## [PASSAGE PROVIDED]
- - - - -

Major-General John Talbot Wentworth Reeve CB, CBE, DSO (19 April 1891 − 25 June 1983) was a British Army who served in both of the world wars.

Military career
Born in Lincolnshire and educated at Eton College, Reeve attended and later graduated from the Royal Military College, Sandhurst, from where he was commissioned into the Rifle Brigade (The Prince Consort's Own) in 1911.

He served throughout the First World War, mainly on the Western Front in France and Belgium, and, after being promoted to captain in 1915, he ended the war having been mentioned in dispatches and was awarded the Distinguished Service Order (DSO) in 1919, the same year in which he married.

The interwar period saw Reeve remain in the army and transferred to the Royal Artillery, which was followed by attendance and subsequent graduation from the Staff College, Camberley from 1924 to 1925, where Noel Irwin, Douglas Graham, Vyvyan Pope and Thomas Riddell-Webster were among his many fellow students that year who ultimately became general officers. Following this, he served from 1926 to 1930 as a staff officer at the War Office in London before transferring from the Royal Artillery back to the Rifle Brigade, where he commanded the regiment's 1st Battalion from 1936 to 1938. 1938 saw him promoted to the temporary rank of brigadier and placed in command of the Hong Kong Infantry Brigade in Hong Kong, China. He held this position until late 1941, two years after the outbreak of the Second World War.

- - - - -

## [SHORT EXERCISE A]
Replace "wooden log" with "fallen tree trunk" in the rows, starting at the line that has "Exercise. Point to every instance of the gold" and stopping after the last row. Give those lines again with everything else unchanged.

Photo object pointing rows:
- - - - -

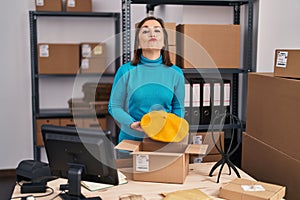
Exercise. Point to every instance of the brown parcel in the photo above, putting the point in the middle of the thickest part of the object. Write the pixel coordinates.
(79, 5)
(58, 58)
(208, 46)
(234, 190)
(266, 163)
(157, 161)
(273, 112)
(213, 155)
(287, 63)
(48, 5)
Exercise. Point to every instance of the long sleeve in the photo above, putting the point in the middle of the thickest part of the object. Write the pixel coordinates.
(117, 104)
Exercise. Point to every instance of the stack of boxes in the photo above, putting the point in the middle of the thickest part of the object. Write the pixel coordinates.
(270, 149)
(64, 5)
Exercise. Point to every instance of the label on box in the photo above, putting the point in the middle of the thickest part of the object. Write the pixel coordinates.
(44, 50)
(86, 50)
(142, 163)
(281, 59)
(71, 3)
(39, 2)
(253, 188)
(85, 63)
(97, 50)
(197, 139)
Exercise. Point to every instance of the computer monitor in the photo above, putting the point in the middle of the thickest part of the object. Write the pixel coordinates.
(80, 154)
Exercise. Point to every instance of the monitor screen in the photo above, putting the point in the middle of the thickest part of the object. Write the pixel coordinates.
(87, 152)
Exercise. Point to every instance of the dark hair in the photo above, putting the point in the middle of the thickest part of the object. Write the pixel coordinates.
(164, 51)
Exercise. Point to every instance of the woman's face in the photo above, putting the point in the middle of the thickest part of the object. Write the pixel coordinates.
(151, 35)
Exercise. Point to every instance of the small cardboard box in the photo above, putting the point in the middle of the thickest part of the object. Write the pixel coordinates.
(243, 189)
(213, 155)
(287, 63)
(79, 5)
(160, 162)
(208, 46)
(93, 57)
(58, 58)
(48, 5)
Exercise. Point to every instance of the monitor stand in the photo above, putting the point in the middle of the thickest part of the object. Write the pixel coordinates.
(74, 185)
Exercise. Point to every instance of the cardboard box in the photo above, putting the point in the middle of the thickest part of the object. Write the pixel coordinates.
(160, 162)
(273, 112)
(172, 53)
(287, 63)
(58, 58)
(243, 189)
(79, 5)
(213, 155)
(93, 57)
(48, 5)
(39, 122)
(171, 31)
(266, 163)
(208, 46)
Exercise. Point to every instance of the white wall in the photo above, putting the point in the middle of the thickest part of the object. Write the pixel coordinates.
(278, 27)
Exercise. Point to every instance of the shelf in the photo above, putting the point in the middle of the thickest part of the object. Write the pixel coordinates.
(75, 14)
(71, 75)
(187, 71)
(62, 113)
(191, 2)
(208, 127)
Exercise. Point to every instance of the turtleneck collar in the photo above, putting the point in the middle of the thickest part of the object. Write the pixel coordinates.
(145, 60)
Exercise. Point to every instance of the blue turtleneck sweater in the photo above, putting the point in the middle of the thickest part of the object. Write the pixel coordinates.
(137, 90)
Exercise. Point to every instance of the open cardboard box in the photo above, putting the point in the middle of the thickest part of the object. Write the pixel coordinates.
(160, 162)
(243, 189)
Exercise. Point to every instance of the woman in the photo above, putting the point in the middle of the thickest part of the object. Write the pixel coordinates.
(149, 82)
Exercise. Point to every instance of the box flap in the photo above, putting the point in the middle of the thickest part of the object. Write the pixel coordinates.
(196, 149)
(129, 145)
(249, 189)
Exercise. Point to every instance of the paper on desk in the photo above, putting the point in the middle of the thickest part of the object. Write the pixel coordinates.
(194, 194)
(92, 186)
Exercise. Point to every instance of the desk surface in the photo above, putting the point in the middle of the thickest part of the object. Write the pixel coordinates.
(197, 178)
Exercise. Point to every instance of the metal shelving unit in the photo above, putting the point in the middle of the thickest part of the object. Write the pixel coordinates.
(235, 4)
(38, 113)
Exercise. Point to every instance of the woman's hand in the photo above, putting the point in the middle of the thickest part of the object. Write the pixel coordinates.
(136, 126)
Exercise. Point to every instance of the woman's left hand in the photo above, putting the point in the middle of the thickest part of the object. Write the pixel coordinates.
(136, 126)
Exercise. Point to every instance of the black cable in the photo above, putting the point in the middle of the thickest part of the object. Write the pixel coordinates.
(35, 196)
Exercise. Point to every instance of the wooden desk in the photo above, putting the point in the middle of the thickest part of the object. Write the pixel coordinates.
(197, 178)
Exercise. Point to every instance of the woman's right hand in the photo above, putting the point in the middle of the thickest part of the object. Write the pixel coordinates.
(136, 126)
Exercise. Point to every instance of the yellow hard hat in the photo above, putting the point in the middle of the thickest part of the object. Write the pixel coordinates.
(164, 127)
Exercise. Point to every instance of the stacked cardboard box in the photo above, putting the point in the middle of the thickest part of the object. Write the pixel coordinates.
(160, 162)
(48, 5)
(213, 155)
(287, 63)
(208, 46)
(93, 57)
(270, 148)
(58, 58)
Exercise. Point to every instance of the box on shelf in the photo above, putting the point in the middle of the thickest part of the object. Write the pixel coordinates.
(157, 161)
(96, 91)
(48, 5)
(213, 155)
(287, 62)
(208, 46)
(79, 6)
(264, 162)
(58, 58)
(39, 122)
(171, 31)
(93, 57)
(243, 189)
(273, 111)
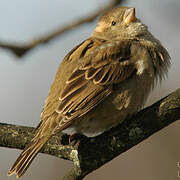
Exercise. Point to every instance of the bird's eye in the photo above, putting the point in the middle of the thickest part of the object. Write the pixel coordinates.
(113, 23)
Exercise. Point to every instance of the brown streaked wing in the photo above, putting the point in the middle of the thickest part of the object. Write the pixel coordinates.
(92, 80)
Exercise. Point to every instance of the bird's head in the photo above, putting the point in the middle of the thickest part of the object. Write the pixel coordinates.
(119, 23)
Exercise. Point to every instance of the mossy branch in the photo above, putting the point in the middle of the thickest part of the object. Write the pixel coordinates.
(88, 154)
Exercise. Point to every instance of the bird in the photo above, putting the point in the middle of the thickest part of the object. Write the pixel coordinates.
(100, 82)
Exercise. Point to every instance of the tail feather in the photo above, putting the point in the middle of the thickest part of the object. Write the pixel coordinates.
(24, 160)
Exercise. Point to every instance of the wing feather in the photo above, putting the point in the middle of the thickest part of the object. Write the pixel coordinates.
(91, 82)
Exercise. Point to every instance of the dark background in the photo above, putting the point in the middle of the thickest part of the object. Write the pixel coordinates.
(24, 83)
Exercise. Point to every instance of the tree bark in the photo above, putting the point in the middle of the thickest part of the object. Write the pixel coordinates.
(88, 154)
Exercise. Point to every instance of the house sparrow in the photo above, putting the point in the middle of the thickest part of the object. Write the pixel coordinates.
(100, 82)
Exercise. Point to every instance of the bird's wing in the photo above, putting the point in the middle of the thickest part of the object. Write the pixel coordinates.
(92, 80)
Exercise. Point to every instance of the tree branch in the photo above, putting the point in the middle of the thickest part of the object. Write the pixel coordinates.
(21, 50)
(89, 154)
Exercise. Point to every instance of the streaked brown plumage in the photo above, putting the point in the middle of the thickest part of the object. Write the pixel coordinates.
(101, 81)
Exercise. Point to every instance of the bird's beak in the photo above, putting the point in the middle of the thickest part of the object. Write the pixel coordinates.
(129, 15)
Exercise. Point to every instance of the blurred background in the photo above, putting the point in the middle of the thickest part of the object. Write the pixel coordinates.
(24, 83)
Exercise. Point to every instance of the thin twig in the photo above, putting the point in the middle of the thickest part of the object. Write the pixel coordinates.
(21, 50)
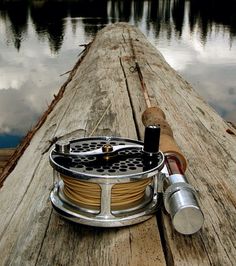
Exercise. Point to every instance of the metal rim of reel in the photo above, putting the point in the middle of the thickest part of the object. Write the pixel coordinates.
(106, 216)
(100, 178)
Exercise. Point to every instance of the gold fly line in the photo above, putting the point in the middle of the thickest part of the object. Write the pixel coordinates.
(88, 194)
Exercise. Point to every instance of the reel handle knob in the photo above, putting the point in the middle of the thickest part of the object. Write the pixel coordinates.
(152, 139)
(155, 116)
(62, 147)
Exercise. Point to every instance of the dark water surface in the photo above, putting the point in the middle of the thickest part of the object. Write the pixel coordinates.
(39, 40)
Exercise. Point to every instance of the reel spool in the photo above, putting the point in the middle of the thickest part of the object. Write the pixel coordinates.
(107, 181)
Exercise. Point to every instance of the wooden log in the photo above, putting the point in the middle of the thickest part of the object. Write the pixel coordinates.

- - - - -

## [SHORT EXERCISE B]
According to the passage on John Talbot Wentworth Reeve, what did he command in Hong Kong starting in 1938?

## [EXERCISE RESULT A]
Exercise. Point to every instance of the gold fly line in the photo above, putting the point in the middle of the thickest part of the object. Write the pixel coordinates.
(88, 194)
Exercise. Point to every instance of the reel handle knob in the photo above, putting the point in the middle of the thickest part of the object. Write the pixel coordinates.
(152, 139)
(155, 116)
(62, 147)
Exercise. Point to every instance of the dark water surface in the photo above, putting the point in the middle of the thickest part of the object. Write the pixel coordinates.
(39, 40)
Exercise. Point to every instance of the reel spool in the photo above, putting the point in the middle of the thickest part of the object. Write the pixel coordinates.
(107, 181)
Exercise. Point to every instance of the fallen tree trunk in the photo above, putting the point in the middle of the thickest part of the object. Write the pixel coordinates.

## [EXERCISE RESULT B]
He commanded the Hong Kong Infantry Brigade.